**YOUR TASK**
Count the lines in the items below that contain the string "instance", with case counting. Reply with the number alone.

Outline annotation records:
** Start **
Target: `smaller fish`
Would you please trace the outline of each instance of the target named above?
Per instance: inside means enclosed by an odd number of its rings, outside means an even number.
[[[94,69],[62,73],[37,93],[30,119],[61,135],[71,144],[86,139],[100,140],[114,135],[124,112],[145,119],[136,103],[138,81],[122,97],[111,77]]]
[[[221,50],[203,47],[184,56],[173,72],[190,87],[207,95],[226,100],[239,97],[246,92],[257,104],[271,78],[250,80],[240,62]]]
** End **
**TASK OUTPUT**
2